- Task requirements
Extract each line of the records below that contains the string "truck". Treat uppercase and lowercase letters as different.
BEGIN Input for this task
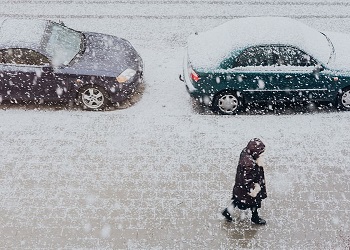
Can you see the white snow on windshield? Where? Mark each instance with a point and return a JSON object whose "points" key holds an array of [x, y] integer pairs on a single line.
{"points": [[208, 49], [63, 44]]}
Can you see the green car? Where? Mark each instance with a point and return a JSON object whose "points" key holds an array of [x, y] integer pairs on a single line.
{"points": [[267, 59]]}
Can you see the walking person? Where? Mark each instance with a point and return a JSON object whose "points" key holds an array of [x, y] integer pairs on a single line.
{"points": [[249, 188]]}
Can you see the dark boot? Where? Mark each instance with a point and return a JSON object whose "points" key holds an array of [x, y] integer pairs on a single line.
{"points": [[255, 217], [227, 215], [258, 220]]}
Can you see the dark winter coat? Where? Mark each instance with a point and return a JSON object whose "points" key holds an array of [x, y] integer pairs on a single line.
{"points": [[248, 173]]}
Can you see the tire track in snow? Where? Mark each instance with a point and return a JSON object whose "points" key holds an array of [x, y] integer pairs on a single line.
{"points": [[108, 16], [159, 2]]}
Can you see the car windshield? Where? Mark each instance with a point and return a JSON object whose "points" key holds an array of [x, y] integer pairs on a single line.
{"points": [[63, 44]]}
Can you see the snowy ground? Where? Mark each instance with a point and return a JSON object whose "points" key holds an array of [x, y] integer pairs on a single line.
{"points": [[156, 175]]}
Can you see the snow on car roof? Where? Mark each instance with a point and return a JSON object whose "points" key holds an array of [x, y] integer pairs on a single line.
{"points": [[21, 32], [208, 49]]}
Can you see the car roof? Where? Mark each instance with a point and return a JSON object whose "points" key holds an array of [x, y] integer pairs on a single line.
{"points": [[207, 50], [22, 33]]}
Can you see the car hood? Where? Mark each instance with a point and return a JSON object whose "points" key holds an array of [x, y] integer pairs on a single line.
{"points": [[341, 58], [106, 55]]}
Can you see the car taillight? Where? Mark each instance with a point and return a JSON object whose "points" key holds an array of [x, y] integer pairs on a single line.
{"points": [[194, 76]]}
END Input for this task
BEGIN Input for this task
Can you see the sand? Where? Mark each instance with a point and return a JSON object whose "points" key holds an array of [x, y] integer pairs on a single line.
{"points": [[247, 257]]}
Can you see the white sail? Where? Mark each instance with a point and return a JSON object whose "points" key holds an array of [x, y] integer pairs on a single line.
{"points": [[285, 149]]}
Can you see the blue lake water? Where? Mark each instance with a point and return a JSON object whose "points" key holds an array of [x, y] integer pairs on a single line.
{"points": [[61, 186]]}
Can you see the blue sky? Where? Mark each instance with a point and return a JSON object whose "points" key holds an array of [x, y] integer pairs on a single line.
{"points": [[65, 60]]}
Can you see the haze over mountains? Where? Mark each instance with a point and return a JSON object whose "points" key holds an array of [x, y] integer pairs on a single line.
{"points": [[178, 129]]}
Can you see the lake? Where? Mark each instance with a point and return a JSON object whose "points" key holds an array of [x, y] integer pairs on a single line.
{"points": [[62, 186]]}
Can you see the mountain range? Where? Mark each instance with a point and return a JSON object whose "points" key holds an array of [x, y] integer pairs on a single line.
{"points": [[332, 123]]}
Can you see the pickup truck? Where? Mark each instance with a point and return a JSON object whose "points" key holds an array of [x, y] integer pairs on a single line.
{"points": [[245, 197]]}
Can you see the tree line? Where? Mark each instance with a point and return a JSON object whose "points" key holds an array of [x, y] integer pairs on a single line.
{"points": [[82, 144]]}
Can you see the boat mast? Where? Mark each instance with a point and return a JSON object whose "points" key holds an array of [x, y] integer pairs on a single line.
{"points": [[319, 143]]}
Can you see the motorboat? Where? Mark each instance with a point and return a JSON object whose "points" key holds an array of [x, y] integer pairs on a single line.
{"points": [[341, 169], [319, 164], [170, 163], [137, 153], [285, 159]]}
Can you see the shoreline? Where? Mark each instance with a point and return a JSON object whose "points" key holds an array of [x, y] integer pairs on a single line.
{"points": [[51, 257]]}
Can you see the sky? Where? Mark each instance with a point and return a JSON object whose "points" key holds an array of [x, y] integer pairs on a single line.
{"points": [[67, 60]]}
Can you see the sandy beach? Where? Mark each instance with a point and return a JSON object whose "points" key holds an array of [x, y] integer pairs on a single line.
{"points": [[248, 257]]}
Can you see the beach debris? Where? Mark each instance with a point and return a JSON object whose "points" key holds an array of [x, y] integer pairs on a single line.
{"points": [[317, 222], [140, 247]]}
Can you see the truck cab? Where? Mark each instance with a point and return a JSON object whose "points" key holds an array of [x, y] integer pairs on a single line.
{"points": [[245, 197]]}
END Input for this task
BEGIN Input for this task
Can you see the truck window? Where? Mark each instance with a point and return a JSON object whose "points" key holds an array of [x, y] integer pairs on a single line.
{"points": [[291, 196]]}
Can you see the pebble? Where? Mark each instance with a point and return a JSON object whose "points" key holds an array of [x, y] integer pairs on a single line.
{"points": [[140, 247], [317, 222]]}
END Input for this task
- Solved exercise
Can you see the pickup truck? Where? Mark each instance with a point and return a JSON object whose "points" key holds an array of [x, y] integer pairs on a single line.
Can you see the truck cab? Where? Mark each instance with a point and return a JSON object whose "points" key holds an array of [x, y] integer pairs on a single line.
Can you see the truck window? Where? Mark each instance with a point and return a JSON object whose "points" key holds an array of [x, y] integer pairs on a single line.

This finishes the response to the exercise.